Extracted data
=====

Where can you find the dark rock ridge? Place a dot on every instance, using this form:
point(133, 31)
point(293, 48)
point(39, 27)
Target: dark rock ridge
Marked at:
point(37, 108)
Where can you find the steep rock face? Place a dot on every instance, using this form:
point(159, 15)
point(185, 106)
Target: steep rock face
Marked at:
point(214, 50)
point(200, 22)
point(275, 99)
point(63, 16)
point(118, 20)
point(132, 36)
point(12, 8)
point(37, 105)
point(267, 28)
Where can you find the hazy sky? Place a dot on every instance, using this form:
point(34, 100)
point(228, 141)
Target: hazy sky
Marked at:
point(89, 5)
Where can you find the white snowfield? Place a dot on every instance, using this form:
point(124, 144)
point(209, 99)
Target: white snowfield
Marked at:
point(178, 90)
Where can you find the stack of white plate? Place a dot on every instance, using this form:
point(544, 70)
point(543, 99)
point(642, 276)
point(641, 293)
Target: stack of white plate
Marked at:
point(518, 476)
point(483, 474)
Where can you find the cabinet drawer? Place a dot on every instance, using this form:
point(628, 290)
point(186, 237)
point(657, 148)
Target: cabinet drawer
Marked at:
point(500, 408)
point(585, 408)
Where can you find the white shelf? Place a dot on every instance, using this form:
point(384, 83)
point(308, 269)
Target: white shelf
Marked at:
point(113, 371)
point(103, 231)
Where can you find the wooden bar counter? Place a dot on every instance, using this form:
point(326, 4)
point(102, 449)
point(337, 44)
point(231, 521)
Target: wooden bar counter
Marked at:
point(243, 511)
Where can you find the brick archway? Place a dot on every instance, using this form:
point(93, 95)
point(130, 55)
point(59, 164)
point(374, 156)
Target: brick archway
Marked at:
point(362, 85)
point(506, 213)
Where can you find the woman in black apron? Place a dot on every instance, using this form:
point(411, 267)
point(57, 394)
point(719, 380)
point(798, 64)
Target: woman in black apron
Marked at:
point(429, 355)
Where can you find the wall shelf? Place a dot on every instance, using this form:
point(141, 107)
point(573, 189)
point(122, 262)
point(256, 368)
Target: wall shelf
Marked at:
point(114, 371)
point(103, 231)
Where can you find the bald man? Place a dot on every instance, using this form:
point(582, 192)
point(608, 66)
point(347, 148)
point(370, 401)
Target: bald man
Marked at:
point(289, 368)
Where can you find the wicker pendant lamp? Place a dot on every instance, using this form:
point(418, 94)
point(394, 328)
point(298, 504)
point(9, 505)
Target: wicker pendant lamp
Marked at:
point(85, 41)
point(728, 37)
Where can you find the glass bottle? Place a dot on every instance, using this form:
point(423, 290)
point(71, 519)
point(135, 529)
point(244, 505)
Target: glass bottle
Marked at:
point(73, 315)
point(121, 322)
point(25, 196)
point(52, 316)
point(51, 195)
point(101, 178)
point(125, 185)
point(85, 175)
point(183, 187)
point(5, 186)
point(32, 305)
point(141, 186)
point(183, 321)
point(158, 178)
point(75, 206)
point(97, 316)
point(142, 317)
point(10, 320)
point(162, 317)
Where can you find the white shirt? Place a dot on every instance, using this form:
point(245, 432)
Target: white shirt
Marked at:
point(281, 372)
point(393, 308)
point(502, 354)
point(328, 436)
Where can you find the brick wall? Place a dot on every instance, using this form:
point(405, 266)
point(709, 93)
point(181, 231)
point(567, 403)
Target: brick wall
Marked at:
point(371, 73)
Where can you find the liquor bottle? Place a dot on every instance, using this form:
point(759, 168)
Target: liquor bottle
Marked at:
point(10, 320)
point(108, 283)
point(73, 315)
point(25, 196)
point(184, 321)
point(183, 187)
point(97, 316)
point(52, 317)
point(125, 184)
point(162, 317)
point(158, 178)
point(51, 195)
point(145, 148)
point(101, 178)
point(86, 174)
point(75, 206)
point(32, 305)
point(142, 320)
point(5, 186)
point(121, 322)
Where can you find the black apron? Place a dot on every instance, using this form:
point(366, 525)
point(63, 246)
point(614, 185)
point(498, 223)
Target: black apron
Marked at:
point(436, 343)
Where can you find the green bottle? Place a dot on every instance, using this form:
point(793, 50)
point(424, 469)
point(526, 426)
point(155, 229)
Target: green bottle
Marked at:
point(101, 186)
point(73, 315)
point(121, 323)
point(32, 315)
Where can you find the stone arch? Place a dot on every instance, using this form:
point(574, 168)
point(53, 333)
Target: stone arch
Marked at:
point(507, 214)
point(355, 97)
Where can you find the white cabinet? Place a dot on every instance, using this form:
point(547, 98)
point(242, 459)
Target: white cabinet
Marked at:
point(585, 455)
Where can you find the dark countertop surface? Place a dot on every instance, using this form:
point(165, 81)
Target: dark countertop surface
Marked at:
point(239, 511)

=====

Aim
Copy all of the lines above word for word, with nothing changed.

Exercise response
Where can you find the dark rock ridge? Place a dot on every instance, using this form:
point(133, 31)
point(293, 48)
point(39, 27)
Target: dark rock ridge
Marked at:
point(37, 108)
Where can you find the steep rock face? Place a dot on every instance, using this form:
point(159, 15)
point(185, 106)
Target: steep rock face
Marked at:
point(214, 50)
point(200, 22)
point(275, 99)
point(63, 16)
point(118, 20)
point(132, 36)
point(12, 8)
point(37, 105)
point(267, 28)
Where can you find the hazy sky? Place a dot on every instance, using this form:
point(34, 100)
point(228, 141)
Target: hazy sky
Marked at:
point(89, 5)
Where can you find the white snowfield? Place a dot on every instance, using this form:
point(124, 144)
point(209, 99)
Target: white snowfield
Marked at:
point(178, 90)
Where can you find the stack of white plate? Place a dot on every instance, using this form:
point(544, 70)
point(543, 99)
point(642, 276)
point(641, 293)
Target: stack of white plate
Marked at:
point(518, 476)
point(483, 474)
Where can you find the cabinet drawer? Place a dot on every instance, using this form:
point(628, 290)
point(186, 237)
point(657, 148)
Target: cabinet drawer
Marked at:
point(500, 408)
point(585, 408)
Where can you find the white shelf? Place a dot on every instance, using this form:
point(384, 83)
point(308, 269)
Target: white shelf
Marked at:
point(113, 371)
point(103, 231)
Where can you find the wooden bar counter? Place a dot on every instance, using this form:
point(326, 4)
point(102, 449)
point(337, 44)
point(231, 521)
Target: wooden bar counter
Marked at:
point(243, 511)
Where can you find the brick archway? Place a dot on every instance, using this form:
point(93, 95)
point(130, 55)
point(59, 164)
point(374, 156)
Target: brick archway
Marked at:
point(362, 85)
point(506, 213)
Where can you find the woman in black apron? Place a dot on every instance, using this form:
point(411, 267)
point(57, 394)
point(719, 380)
point(798, 64)
Target: woman in black apron
Marked at:
point(429, 355)
Where can you find the wall shelf? Place a dot on every instance, using this form:
point(141, 107)
point(573, 189)
point(122, 262)
point(256, 368)
Target: wall shelf
Marked at:
point(114, 371)
point(103, 231)
Where can you find the bald man? Place a dot on every instance, using this form:
point(582, 192)
point(608, 66)
point(347, 148)
point(370, 401)
Target: bald man
Marked at:
point(289, 368)
Where can you find the wicker pendant lamp? Place a dot on every instance, using this form:
point(418, 94)
point(394, 328)
point(298, 504)
point(9, 505)
Target: wicker pendant lamp
Marked at:
point(85, 41)
point(728, 37)
Where can you find the glass bottle? Place a dot on every instance, using this form:
point(423, 290)
point(71, 519)
point(135, 529)
point(244, 505)
Target: glass bottle
Marked at:
point(73, 315)
point(121, 322)
point(25, 196)
point(52, 316)
point(51, 195)
point(101, 178)
point(125, 185)
point(85, 175)
point(183, 187)
point(5, 186)
point(32, 305)
point(141, 186)
point(183, 321)
point(158, 178)
point(75, 206)
point(97, 316)
point(142, 317)
point(10, 320)
point(162, 317)
Where can you find the white shirt? Place a dot on every instance, using this form:
point(245, 432)
Target: white shirt
Marked at:
point(281, 372)
point(393, 308)
point(502, 354)
point(328, 436)
Where can you find the brick wall? Place a dot on every instance, using this form:
point(405, 266)
point(709, 93)
point(181, 231)
point(567, 403)
Target: brick wall
Marked at:
point(371, 73)
Where can you find the liquor bottle? Place a dot on every instance, using this form:
point(759, 168)
Target: liquor bottle
Marked at:
point(10, 320)
point(108, 283)
point(73, 315)
point(25, 196)
point(184, 321)
point(183, 187)
point(97, 316)
point(52, 317)
point(125, 184)
point(162, 317)
point(158, 178)
point(51, 195)
point(145, 148)
point(101, 178)
point(86, 174)
point(75, 206)
point(32, 305)
point(142, 320)
point(5, 186)
point(121, 322)
Where can you find the black apron? Place a dot on every instance, using this form:
point(366, 525)
point(63, 246)
point(614, 185)
point(498, 223)
Target: black apron
Marked at:
point(436, 343)
Where can you find the green bottle? Place a dot on every instance, using this form:
point(793, 50)
point(424, 469)
point(526, 426)
point(155, 229)
Target: green bottle
Marked at:
point(101, 186)
point(73, 315)
point(121, 323)
point(32, 315)
Where can you find the stone arch? Place a dot on every instance, using this form:
point(574, 168)
point(53, 333)
Target: stone arch
Marked at:
point(507, 214)
point(355, 97)
Where can you find the white cabinet? Place a dot on every instance, using this form:
point(547, 98)
point(242, 459)
Target: white cabinet
Marked at:
point(585, 455)
Where can you find the dark countertop surface? Place a dot on every instance, using this form:
point(165, 81)
Target: dark countertop surface
Marked at:
point(239, 511)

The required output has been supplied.